Collected data:
------------------------------------------------------------------------
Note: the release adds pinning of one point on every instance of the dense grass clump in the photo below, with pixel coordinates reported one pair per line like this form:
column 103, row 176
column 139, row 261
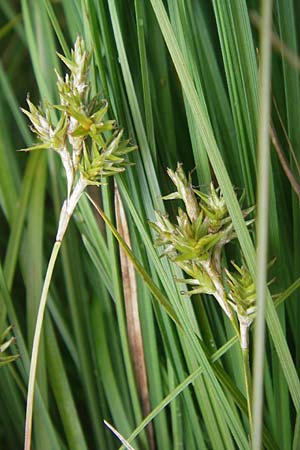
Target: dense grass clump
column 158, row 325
------------------------------------------------------------------------
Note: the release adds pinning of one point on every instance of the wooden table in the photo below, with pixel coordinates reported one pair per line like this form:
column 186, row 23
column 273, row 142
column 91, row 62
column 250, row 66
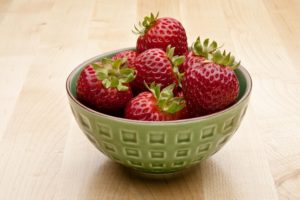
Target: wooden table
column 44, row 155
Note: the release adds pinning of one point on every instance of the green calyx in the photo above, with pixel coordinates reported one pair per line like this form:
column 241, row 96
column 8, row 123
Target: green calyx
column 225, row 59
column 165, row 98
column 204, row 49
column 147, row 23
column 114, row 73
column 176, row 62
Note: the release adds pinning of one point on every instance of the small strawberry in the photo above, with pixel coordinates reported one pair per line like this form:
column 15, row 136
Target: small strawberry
------------------------------------------------------------------------
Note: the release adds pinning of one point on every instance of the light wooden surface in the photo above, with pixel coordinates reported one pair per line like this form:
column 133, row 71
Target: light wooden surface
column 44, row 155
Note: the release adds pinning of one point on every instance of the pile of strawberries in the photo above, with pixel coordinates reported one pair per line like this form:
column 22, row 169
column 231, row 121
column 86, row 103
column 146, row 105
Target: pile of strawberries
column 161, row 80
------------------------------------------------------------------------
§ Activity
Among the lines above, find those carrying the word "below" and copy them out.

§ Task response
Note: the release adds pinning of one point on every instance of the dense grass clump in the photo below, with pixel coordinates reported one pair per line like this form:
Note: the release adds pinning of one point on every instance of the wooden table in the photo below, with pixel coordinates reported one pair per line like this form:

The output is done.